----- Page excerpt -----
Davis concludes that Laughlin’s goal was to “bridge the gap between visible reality and a metaphysical realm of fantasy and intuition,” which is essentially a characteristic of the surreal. By taking objects and putting meaning onto them that would otherwise not be known unless enhanced by the history of area or region is a form of bridging this gap in terms of the surreal. Hence we see Laughlin using the plantation home to represent a decaying Louisiana and furthermore the passing of a Southern legacy. In focusing on the symbolic use of photography instead of the literal use of a camera, Laughlin’s work is analysed within the modern conventions of photography that he helped create, yet did not receive much recognition for during his lifetime. Through the study of these essays a viewer comes to understand how Laughlin was able to practically capture the imagined, mysterious, and continuous unknown in all of his works.

“march of the Cylinders an early work of Clarence John Laughlin (1937)

To understand Laughlin, as a person, as well as his photography, the essayists go about their writing with a basic understanding that Laughlin lived his life in New Orleans during a time of turmoil and change. As a native of the South in the early twentieth century, slavery had ended, however, the Black race did not have a voice within society and as a result of the aftermath of the depression, many White people as well were struggling about the state. For them his work is a primary document of what the world looked like for one person among this backdrop. Beginning with his first images as a photographer, it is striking to Davis that Laughlin largely focused on shadows and metalwork's, mainly in the industrial parts of New Orleans. It was a decade later in the 1940's that Laughlin began experimenting with the depiction of specific objects in his work.
----- Data entries -----
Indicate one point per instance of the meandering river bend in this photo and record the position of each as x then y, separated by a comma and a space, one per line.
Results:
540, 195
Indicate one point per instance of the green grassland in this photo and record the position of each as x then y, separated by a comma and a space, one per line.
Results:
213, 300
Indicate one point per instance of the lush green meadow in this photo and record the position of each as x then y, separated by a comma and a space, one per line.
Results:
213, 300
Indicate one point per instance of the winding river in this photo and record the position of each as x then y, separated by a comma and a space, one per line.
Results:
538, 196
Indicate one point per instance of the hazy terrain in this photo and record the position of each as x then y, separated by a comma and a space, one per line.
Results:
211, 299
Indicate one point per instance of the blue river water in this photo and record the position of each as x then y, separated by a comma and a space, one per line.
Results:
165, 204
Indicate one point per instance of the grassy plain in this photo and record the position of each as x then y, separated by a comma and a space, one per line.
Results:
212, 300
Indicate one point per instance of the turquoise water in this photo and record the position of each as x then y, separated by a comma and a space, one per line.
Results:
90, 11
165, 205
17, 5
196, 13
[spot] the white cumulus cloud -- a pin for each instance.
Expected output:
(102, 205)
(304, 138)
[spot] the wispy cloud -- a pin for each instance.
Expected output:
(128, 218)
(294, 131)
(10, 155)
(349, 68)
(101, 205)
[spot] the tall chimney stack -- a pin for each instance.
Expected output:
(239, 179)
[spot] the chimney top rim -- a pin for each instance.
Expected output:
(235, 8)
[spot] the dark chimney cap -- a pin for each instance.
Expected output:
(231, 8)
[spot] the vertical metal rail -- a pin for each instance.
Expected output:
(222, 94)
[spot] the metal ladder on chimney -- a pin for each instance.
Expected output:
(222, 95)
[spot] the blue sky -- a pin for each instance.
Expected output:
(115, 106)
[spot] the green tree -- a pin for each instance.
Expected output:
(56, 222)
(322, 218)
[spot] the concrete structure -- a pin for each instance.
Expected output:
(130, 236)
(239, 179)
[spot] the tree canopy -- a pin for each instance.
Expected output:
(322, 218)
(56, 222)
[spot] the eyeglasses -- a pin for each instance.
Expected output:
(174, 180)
-----
Challenge:
Rewrite the passage on Laughlin's photography starting at "To understand Laughlin, as" and ending at "in his work.", with "essayists" replaced by "authors". The items above are not needed.

Solution for this exercise:
To understand Laughlin, as a person, as well as his photography, the authors go about their writing with a basic understanding that Laughlin lived his life in New Orleans during a time of turmoil and change. As a native of the South in the early twentieth century, slavery had ended, however, the Black race did not have a voice within society and as a result of the aftermath of the depression, many White people as well were struggling about the state. For them his work is a primary document of what the world looked like for one person among this backdrop. Beginning with his first images as a photographer, it is striking to Davis that Laughlin largely focused on shadows and metalwork's, mainly in the industrial parts of New Orleans. It was a decade later in the 1940's that Laughlin began experimenting with the depiction of specific objects in his work.